- Quoted text
--- begin ---

Deprived areas of the UK will be given tens of millions of pounds each from a fund Keir Starmer hopes will help Labour tackle the Reform UK threat.
The prime minister will launch the regeneration initiative today, gambling that an updated version of the Tory “levelling up” strategy will address anger about Britain's broken communities.
He will say the money will help “get rid of the boarded-up shops, shuttered youth clubs and crumbling parks that have become symbols of a system that stopped listening”.
More than 300 areas across the country will each be given the cash to patch up derelict shops, pubs and libraries, as well as new powers to decide which businesses can set up on their high streets. The new fund forms a central plank of Labour's policy response to the rise of Reform, which the prime minister believes is thriving in part because of voters' discontent at the poor state of their local communities.

--- end ---

- Dataset extract
--- begin ---

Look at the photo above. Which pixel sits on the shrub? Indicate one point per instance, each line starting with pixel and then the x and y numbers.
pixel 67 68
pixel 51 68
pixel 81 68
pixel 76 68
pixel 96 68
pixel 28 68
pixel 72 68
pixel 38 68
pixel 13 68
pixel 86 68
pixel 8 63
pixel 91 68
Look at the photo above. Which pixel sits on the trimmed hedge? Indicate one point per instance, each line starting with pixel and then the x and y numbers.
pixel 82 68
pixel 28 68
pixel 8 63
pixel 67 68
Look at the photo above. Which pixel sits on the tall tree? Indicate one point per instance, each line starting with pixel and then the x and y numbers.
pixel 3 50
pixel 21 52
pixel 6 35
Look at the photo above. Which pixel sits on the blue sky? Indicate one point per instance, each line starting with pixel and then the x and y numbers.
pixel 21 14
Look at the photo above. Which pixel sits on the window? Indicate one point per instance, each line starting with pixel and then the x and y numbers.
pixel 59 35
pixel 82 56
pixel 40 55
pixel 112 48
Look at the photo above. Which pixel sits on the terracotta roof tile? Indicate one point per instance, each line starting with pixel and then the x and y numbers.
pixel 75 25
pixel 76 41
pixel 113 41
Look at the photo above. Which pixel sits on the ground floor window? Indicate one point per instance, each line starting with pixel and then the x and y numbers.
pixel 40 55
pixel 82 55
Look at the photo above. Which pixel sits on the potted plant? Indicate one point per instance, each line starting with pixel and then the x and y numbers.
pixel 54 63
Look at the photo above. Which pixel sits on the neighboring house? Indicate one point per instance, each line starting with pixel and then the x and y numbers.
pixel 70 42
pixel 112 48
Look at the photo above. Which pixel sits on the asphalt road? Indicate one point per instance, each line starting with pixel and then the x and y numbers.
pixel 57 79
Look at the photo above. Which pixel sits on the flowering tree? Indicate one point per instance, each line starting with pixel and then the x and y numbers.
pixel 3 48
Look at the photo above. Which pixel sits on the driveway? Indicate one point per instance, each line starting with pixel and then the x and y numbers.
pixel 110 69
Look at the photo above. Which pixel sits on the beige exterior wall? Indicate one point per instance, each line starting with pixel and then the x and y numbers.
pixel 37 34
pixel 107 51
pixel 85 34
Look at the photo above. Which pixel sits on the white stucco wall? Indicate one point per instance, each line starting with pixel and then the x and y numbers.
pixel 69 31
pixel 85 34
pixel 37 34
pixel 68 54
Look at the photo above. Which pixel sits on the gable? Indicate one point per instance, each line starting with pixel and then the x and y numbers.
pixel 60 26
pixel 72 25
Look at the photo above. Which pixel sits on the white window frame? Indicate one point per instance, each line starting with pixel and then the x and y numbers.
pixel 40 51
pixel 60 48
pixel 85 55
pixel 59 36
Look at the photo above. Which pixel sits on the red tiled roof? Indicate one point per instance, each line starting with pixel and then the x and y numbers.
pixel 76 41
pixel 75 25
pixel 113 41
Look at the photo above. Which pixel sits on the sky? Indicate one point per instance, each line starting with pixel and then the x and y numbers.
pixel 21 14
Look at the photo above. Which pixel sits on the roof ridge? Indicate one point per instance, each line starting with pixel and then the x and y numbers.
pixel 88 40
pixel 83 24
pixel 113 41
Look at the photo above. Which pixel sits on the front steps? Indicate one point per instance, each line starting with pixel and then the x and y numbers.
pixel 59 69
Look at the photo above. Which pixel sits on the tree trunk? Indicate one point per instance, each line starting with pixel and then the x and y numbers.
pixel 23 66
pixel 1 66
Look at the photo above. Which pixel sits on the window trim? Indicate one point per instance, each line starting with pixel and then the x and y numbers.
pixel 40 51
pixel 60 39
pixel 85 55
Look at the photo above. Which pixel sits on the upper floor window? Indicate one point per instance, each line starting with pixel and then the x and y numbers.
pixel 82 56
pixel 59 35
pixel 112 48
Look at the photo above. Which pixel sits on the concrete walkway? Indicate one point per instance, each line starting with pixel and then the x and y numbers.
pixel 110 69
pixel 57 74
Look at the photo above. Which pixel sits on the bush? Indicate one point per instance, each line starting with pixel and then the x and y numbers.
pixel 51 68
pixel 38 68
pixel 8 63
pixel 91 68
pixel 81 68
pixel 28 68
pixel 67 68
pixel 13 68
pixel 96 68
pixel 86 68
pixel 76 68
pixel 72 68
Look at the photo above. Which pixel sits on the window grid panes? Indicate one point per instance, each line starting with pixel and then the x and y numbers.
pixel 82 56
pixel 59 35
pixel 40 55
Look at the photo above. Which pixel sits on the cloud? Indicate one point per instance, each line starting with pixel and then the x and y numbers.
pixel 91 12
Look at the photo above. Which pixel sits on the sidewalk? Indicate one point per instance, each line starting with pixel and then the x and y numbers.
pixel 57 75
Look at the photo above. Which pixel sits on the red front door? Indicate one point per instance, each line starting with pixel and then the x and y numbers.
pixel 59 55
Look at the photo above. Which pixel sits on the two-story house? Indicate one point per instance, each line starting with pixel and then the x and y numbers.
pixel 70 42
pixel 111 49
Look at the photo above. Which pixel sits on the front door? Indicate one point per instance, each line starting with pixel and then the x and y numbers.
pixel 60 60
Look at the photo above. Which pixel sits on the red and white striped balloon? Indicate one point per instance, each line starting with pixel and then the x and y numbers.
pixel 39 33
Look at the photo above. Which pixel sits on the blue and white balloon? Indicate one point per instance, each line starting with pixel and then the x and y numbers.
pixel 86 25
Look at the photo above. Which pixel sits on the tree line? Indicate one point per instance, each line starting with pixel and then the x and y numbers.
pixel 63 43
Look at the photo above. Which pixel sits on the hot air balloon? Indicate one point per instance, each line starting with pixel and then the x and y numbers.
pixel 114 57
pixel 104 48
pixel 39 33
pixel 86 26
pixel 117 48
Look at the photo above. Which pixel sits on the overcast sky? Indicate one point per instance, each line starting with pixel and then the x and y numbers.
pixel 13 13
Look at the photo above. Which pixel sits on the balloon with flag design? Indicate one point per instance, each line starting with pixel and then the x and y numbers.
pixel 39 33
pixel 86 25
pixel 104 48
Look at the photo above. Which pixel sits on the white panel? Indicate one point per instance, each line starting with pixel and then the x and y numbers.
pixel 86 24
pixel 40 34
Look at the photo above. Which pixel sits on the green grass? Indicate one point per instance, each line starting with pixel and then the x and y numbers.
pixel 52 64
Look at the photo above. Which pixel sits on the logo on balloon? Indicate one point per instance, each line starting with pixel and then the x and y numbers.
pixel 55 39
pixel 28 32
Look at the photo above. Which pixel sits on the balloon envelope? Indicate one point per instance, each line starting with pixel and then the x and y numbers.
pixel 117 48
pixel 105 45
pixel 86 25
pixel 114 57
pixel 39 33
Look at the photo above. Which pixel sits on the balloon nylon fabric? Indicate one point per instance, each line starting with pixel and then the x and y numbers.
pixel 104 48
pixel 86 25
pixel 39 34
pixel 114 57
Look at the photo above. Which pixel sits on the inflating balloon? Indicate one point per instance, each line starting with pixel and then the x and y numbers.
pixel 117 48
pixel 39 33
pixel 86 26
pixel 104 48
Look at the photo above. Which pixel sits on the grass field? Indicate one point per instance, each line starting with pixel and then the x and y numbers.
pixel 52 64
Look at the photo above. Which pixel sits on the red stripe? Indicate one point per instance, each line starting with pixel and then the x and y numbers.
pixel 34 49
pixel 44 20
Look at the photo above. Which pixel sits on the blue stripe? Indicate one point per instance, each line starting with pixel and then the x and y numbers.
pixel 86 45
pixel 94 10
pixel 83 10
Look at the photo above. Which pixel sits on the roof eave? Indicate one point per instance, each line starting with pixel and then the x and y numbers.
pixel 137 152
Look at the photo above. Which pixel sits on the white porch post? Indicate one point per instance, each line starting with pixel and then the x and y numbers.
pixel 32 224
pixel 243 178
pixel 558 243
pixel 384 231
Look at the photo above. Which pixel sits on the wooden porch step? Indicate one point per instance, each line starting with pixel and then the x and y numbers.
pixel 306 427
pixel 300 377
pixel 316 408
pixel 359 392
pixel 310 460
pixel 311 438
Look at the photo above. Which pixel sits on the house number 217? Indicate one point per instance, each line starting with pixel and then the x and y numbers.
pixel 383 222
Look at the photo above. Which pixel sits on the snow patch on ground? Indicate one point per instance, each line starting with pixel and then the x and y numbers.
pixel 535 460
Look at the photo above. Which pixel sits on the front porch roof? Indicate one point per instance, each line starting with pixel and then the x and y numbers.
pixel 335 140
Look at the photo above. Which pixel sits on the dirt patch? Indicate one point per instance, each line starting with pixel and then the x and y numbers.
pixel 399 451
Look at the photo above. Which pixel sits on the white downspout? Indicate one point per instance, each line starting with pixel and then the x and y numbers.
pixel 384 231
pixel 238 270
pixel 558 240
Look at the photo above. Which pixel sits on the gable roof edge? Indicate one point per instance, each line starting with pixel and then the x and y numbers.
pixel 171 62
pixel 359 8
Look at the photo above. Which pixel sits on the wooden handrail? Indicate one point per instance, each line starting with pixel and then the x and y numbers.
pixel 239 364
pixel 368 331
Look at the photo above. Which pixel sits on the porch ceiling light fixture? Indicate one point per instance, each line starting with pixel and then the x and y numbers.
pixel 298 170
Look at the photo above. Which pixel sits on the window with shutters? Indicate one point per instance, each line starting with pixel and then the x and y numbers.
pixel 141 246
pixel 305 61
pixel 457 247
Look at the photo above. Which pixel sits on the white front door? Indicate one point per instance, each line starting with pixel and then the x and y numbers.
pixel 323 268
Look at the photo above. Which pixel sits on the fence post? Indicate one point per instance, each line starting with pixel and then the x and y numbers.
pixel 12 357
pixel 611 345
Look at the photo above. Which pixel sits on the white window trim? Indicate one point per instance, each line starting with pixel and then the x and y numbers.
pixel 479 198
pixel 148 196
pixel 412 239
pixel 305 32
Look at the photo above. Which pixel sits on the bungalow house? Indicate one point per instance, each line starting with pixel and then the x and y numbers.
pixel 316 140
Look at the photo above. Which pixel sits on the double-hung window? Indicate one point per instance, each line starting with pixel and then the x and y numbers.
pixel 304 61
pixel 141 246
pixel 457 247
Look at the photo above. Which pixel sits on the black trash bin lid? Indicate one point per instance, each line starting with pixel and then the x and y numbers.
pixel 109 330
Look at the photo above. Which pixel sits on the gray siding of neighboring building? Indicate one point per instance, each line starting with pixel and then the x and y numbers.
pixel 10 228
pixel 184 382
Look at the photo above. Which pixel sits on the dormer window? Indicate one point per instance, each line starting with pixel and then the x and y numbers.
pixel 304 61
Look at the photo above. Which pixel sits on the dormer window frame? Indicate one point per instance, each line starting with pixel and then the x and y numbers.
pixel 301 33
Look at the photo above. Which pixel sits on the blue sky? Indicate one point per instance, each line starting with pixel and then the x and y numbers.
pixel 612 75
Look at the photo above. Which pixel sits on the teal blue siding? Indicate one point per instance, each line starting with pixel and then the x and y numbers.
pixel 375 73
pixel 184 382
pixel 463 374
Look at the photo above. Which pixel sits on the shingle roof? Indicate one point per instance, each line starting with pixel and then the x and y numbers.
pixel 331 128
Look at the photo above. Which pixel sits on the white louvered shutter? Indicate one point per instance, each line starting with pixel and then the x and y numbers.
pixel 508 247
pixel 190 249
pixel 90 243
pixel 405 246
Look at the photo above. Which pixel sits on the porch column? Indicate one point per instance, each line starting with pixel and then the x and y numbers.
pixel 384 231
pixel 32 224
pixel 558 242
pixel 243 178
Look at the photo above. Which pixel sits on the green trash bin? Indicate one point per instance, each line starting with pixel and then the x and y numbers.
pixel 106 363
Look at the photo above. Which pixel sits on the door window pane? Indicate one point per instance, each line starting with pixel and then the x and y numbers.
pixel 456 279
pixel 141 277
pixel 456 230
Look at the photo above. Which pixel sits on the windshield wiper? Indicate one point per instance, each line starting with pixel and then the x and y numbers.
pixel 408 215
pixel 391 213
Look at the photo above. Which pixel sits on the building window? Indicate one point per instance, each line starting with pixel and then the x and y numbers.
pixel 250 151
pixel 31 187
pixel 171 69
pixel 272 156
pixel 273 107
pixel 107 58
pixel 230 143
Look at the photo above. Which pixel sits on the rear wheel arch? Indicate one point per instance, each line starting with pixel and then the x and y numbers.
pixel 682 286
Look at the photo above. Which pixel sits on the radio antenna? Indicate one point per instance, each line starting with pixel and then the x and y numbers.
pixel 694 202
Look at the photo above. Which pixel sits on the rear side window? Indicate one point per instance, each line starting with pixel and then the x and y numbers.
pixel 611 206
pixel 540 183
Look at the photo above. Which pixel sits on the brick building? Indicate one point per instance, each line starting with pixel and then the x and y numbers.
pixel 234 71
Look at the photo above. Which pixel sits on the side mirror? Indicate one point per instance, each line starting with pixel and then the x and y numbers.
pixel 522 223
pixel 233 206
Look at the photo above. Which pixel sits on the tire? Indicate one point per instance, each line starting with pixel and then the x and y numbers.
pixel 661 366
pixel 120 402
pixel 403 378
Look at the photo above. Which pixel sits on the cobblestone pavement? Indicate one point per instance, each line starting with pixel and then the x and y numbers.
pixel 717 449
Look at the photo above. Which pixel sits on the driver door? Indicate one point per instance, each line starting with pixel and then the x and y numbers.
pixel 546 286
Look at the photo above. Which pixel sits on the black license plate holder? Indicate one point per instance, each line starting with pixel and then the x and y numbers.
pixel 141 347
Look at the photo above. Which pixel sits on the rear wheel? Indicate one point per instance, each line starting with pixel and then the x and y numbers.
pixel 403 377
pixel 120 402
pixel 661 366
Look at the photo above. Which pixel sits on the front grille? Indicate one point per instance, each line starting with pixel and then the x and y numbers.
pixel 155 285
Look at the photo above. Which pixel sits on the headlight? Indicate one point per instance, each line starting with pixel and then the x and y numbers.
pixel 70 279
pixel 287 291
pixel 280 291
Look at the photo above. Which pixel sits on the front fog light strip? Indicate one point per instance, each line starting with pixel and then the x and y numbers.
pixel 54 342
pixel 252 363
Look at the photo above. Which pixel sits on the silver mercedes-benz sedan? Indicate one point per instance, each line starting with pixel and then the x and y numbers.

--- end ---

- What is asked
A - Please update the regeneration fund passage starting at "He will say" and ending at "their local communities.", with "libraries" changed to "community centers".
B - Go on with the regeneration fund passage from where it stops.
The lines play no part in this work.

- Per-task outputs
A -
He will say the money will help “get rid of the boarded-up shops, shuttered youth clubs and crumbling parks that have become symbols of a system that stopped listening”.
More than 300 areas across the country will each be given the cash to patch up derelict shops, pubs and community centers, as well as new powers to decide which businesses can set up on their high streets. The new fund forms a central plank of Labour's policy response to the rise of Reform, which the prime minister believes is thriving in part because of voters' discontent at the poor state of their local communities.

B -
It also forms part of Starmer's own fightback against his internal and external critics - including the Manchester mayor, Andy Burnham - who accuse him of failing to do enough to stop Nigel Farage's party establishing a 10-point lead in the polls.
The prime minister said: “As a nation we have so much that unites us, but we are also a country of a thousand neighbourhoods, where our sense of pride depends on what we can see from our doorstep.
“I know people are proud of their area, which is why they are so desperate to look after what they love, and to get rid of the boarded-up shops, shuttered youth clubs and crumbling parks that have become symbols of a system that stopped listening.